_Work task_
Output the listing below verbatim, but drop the images.

Material for this task START

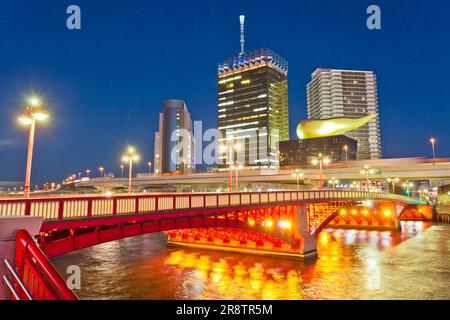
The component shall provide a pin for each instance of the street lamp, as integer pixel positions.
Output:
(32, 113)
(230, 147)
(130, 156)
(408, 186)
(320, 160)
(366, 171)
(237, 167)
(297, 174)
(346, 151)
(149, 167)
(393, 181)
(433, 142)
(333, 182)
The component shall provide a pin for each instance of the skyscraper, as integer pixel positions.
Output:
(336, 93)
(174, 143)
(253, 104)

Material for this task END

_Response to this exercise_
The component shall provide a pin for each instance of the street lamp, as integer pixel positions.
Output:
(32, 113)
(230, 147)
(130, 156)
(408, 186)
(320, 160)
(366, 171)
(237, 167)
(297, 174)
(346, 151)
(149, 167)
(393, 181)
(433, 142)
(333, 182)
The component shall provide a pin for each instance of the skyscraper, as integer pixel positions.
Output:
(336, 93)
(174, 143)
(253, 104)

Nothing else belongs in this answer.